Items listed in a dataset:

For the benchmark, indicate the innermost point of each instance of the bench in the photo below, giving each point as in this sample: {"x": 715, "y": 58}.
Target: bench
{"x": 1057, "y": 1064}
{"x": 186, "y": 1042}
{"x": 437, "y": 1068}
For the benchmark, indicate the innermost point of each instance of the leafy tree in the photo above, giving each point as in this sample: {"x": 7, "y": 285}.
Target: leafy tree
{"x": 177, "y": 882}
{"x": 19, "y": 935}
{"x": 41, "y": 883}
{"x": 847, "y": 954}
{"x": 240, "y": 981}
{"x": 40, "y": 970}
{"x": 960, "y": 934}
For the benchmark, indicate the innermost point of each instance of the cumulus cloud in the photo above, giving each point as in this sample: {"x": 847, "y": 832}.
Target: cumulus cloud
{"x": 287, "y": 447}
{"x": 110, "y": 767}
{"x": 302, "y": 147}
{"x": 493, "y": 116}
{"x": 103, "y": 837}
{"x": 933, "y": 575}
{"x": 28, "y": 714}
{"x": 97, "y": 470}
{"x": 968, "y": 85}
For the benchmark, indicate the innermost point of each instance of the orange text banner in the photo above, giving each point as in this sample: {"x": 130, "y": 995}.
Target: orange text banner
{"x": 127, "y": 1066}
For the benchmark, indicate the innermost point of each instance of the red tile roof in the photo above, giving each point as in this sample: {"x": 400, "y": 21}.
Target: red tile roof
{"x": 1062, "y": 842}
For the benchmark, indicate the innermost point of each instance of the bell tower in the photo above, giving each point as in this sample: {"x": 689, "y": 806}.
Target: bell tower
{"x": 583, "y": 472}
---
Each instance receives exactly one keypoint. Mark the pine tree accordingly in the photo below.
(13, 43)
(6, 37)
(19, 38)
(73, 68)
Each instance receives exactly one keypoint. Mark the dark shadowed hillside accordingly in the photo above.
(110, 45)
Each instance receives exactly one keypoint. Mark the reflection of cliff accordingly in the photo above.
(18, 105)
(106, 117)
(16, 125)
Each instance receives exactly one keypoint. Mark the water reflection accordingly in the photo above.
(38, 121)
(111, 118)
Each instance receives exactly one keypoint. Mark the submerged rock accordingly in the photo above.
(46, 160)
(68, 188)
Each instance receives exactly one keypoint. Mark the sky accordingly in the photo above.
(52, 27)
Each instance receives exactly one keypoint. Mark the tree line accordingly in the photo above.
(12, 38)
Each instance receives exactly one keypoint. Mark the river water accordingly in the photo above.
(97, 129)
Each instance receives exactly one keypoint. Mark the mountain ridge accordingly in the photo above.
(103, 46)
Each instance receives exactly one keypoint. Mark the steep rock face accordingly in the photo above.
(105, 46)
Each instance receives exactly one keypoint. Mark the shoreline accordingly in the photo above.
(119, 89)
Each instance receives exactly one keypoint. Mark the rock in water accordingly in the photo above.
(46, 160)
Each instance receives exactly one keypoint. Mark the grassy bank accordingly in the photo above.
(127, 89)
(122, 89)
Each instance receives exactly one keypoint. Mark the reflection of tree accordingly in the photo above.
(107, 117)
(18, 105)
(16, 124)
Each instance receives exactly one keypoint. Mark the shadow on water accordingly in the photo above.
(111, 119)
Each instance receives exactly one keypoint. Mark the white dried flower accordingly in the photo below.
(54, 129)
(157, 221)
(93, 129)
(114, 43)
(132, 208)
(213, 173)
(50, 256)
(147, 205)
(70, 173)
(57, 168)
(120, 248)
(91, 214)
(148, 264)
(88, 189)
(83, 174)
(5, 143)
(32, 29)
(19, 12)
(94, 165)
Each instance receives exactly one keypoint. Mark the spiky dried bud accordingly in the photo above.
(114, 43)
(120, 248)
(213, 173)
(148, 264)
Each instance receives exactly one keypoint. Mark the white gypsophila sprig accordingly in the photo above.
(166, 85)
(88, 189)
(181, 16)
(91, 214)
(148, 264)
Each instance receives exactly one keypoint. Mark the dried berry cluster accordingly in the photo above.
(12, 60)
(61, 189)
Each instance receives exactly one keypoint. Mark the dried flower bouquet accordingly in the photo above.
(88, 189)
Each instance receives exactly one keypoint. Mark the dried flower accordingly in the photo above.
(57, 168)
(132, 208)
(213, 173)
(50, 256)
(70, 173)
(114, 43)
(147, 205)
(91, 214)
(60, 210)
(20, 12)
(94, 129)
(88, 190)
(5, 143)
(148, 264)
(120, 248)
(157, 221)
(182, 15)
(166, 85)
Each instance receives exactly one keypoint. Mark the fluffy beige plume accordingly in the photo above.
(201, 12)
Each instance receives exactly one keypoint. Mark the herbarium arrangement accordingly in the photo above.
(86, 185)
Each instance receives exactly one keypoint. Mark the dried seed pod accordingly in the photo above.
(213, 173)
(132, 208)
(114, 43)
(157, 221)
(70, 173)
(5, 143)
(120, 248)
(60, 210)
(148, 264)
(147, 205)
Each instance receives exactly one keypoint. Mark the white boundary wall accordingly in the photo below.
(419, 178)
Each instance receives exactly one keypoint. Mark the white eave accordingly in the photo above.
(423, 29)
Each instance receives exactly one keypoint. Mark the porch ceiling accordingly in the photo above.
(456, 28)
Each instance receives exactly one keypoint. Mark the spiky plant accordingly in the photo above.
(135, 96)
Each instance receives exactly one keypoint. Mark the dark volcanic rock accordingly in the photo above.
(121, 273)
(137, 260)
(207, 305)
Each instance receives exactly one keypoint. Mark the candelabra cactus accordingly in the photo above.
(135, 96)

**WHAT THE TASK REQUIRES**
Pick out each line of the entries above that contains the word "leafy" and copy those lines out in full.

**RESPONSE TO THIS EXERCISE**
For the benchmark, indicate the innermost point of each instance of the leafy tree in the photo above, giving each point as in this sample: {"x": 7, "y": 285}.
Target: leafy tree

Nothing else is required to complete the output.